● **SUPPLIED TEXT**:
########################################

On 01/25/2017 11:09 PM, Marc Glisse wrote:
> On Wed, 25 Jan 2017, Jeff Law wrote:
>
>> As has been discussed extensively, we're not doing a good job at
>> simplifying overflow tests, particularly those which collapse down to
>> an EQ/NE test.
>>
>> x + -1 > x  -> x == 0
>> x + -1 < x  -> x != 0
>> x + 1 < x   -> x == -1U
>> x + 1 > x   -> x != -1U
>>
>> The simplifications allow us to propagate a constant for X into one
>> ARM of the associated IF/ELSE construct.  For C++ std::vector
>> operations those propagations can eliminate lots of unnecessary code.
>>
>> Those propagations also eliminate (by way of removing unnecessary
>> code) false positive warnings for memset calls that come from
>> std::vector operations.
>>
>> This patch does two things.
>>
>> 1. It adds special case patterns to the A+CST CMP A pattern for cases
>> where CST is 1 or -1 where the result turns into A EQ/NE 0 or A EQ/NE
>> -1U.  These special patterns are applied regardless of the single_use
>> status of the expression.
>>
>> 2. It adds a call to fold_stmt in simplify_cond_using_ranges.  This
>> allows VRP to transform the code early and the first DOM pass to often
>> see the simpified conditional and thus optimize better, rather than
>> waiting for forwprop3 to simplify the conditional and the last DOM
>> pass to optimize the code.

########################################

● **COLLECTED DATA**:
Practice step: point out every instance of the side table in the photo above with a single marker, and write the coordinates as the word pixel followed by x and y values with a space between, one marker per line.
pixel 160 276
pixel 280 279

########################################

● **WRITTEN INSTRUCTION**:
Please give the message about overflow tests again from "On 01/25/2017 11:09" to "an EQ/NE test.", and replace "overflow tests" with "overflow checks". The data that comes after the message about overflow tests is separate material.

● **IN RESPONSE**:
On 01/25/2017 11:09 PM, Marc Glisse wrote:
> On Wed, 25 Jan 2017, Jeff Law wrote:
>
>> As has been discussed extensively, we're not doing a good job at
>> simplifying overflow checks, particularly those which collapse down to
>> an EQ/NE test.